STATED EXERCISE:
Write everything from the line containing "Guideline: one keypoint for each instance of the multi-spoke" down to the last line of the items below as a JSON list of strings, with one string per line and no blank lines.

RECORDS SHOWN:
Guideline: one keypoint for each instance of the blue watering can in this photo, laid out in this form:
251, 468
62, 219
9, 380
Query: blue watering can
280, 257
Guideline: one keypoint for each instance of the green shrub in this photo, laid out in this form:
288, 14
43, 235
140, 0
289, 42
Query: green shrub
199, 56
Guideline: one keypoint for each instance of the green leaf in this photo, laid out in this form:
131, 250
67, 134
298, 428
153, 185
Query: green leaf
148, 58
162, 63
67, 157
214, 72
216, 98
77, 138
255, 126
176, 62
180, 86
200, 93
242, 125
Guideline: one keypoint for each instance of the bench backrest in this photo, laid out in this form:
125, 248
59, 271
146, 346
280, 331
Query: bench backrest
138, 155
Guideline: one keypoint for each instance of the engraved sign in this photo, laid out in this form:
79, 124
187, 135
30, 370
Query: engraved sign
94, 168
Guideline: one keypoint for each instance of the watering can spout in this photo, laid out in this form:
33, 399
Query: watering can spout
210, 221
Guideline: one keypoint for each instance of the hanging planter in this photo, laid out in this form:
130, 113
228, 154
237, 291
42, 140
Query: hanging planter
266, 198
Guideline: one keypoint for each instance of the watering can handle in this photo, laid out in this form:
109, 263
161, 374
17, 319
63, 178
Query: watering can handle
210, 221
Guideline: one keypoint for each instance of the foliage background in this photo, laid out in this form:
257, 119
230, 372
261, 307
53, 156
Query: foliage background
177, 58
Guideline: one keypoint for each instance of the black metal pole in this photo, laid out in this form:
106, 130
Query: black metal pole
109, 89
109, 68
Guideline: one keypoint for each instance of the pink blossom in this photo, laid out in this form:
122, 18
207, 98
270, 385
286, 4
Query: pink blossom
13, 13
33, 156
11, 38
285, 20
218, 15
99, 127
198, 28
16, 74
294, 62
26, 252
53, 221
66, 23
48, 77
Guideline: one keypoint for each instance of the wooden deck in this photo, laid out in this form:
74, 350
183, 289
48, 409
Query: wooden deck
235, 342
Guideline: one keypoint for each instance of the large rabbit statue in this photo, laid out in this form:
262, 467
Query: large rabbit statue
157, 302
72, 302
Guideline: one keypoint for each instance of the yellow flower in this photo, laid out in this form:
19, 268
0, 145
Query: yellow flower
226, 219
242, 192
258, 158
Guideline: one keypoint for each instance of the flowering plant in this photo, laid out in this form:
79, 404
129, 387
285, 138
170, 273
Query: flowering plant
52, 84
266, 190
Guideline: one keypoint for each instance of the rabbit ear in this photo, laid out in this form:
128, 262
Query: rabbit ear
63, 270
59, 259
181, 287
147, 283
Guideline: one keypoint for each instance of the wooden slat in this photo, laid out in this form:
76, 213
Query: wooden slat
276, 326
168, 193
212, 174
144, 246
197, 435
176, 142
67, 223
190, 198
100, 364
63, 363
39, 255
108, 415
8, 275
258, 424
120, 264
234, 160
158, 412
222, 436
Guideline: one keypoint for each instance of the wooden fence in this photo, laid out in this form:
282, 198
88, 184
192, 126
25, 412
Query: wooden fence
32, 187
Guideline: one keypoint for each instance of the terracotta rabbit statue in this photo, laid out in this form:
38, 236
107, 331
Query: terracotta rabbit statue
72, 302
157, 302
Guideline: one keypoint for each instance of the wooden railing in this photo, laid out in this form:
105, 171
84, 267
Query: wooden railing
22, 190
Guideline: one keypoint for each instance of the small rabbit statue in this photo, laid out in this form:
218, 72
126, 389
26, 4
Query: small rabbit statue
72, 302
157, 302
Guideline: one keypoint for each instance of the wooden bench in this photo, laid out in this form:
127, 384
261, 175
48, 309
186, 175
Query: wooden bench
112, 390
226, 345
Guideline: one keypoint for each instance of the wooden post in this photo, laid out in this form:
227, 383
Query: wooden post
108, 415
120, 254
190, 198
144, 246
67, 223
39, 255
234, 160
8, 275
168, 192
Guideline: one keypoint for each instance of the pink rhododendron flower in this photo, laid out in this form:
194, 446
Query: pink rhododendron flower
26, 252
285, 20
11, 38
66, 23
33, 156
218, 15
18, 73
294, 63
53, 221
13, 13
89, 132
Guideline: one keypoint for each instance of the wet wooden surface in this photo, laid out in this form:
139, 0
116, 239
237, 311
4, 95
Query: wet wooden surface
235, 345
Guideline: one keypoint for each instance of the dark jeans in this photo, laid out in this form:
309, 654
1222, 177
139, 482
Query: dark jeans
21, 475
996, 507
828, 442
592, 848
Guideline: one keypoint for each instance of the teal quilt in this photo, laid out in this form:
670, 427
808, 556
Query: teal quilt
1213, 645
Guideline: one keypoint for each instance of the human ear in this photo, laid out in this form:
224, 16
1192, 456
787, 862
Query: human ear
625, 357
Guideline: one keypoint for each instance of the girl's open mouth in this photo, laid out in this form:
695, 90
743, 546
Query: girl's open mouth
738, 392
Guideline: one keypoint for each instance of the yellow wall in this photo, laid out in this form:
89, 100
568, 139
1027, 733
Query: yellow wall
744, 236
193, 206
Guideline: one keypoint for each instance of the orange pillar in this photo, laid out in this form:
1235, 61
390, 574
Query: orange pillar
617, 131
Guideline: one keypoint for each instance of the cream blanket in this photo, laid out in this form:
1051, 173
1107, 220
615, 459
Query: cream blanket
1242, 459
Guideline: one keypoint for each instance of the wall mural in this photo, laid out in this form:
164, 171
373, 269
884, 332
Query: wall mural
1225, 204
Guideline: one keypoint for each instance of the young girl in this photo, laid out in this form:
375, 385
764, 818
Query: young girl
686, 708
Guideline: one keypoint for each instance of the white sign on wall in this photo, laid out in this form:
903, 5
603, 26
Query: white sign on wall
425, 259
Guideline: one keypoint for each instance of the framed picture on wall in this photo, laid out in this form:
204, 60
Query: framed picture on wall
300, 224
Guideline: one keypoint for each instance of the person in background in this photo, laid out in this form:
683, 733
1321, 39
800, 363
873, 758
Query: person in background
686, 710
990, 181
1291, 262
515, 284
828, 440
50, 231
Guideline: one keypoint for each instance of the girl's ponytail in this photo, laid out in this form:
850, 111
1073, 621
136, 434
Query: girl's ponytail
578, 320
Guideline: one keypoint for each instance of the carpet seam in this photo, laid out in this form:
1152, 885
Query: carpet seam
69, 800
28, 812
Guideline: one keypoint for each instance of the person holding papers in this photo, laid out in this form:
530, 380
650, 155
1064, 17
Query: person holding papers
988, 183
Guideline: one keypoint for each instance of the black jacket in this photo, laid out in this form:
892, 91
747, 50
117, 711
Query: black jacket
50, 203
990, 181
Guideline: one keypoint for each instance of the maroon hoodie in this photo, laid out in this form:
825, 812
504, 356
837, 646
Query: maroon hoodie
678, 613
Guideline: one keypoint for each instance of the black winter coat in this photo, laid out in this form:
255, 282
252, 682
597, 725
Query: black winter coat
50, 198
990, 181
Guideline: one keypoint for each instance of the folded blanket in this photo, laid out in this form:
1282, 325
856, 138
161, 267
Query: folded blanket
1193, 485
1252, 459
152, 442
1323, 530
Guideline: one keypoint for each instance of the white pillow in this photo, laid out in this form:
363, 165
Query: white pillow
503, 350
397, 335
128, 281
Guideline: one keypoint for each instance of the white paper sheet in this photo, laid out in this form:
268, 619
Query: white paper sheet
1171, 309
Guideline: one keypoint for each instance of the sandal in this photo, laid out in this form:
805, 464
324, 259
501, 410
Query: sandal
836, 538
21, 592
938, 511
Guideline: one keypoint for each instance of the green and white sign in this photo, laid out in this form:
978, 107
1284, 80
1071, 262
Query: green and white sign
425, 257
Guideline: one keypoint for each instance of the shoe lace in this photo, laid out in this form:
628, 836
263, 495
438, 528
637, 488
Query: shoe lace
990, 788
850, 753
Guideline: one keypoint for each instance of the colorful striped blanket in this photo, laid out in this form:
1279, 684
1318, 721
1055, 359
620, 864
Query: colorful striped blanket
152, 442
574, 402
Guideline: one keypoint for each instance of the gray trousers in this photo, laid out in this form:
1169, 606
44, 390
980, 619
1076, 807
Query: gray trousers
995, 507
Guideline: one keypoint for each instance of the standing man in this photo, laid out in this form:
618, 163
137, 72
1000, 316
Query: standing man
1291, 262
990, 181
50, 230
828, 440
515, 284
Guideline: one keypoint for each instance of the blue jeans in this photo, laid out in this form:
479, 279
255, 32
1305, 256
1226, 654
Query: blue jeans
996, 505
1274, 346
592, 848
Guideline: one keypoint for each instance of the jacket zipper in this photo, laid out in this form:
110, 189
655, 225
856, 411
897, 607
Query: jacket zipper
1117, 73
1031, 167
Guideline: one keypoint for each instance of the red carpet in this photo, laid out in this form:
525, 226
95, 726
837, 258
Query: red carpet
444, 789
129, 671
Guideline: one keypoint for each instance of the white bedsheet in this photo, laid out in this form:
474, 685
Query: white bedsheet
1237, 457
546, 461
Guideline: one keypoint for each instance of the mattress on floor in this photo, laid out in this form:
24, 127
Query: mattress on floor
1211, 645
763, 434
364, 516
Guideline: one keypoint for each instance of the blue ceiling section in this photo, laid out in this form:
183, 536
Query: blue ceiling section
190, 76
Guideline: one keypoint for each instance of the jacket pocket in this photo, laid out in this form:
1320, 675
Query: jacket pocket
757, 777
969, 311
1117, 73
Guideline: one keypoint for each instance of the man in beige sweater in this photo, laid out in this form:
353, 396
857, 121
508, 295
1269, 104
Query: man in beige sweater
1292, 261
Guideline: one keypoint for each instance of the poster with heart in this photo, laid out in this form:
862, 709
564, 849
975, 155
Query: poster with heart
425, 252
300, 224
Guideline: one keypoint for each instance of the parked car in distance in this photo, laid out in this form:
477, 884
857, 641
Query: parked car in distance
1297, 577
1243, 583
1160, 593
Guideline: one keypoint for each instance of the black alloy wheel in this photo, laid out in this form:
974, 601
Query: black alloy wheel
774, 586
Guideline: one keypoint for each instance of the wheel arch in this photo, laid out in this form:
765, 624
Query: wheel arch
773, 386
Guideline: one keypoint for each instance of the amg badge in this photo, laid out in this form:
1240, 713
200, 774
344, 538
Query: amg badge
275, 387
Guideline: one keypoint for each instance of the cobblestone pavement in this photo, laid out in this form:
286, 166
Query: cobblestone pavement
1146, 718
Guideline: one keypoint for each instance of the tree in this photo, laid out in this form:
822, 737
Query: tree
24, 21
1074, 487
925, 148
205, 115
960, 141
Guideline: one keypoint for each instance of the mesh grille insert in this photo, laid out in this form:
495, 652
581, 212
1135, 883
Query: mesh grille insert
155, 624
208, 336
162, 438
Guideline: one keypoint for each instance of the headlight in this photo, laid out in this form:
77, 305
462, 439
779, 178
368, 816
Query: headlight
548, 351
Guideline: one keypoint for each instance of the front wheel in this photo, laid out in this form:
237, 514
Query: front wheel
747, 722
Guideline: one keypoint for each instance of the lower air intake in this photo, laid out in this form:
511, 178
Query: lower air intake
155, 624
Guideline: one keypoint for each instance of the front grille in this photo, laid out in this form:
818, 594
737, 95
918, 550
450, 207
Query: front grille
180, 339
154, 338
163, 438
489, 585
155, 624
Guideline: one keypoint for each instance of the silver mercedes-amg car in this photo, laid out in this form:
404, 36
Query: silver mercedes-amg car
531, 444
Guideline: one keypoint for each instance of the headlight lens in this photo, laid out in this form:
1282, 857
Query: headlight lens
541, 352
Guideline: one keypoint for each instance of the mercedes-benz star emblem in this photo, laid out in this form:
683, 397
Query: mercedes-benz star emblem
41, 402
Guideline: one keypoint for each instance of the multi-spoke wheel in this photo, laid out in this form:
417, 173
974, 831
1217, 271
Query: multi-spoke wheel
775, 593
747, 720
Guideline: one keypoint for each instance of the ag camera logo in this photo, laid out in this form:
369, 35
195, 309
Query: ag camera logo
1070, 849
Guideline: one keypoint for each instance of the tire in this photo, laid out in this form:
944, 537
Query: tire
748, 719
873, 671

ANSWER TO THE TASK:
[
  "Guideline: one keypoint for each instance of the multi-spoke wheel in this photo, laid out in this form:",
  "417, 173",
  "974, 831",
  "1217, 271",
  "Query: multi-spoke wheel",
  "775, 593",
  "747, 720",
  "Guideline: one keypoint for each instance of the ag camera logo in this photo, laid out in this form:",
  "369, 35",
  "195, 309",
  "Query: ag camera logo",
  "1070, 849",
  "Guideline: one keypoint for each instance of the tire in this photo, laid out in this form:",
  "944, 537",
  "Query: tire",
  "748, 719",
  "873, 671"
]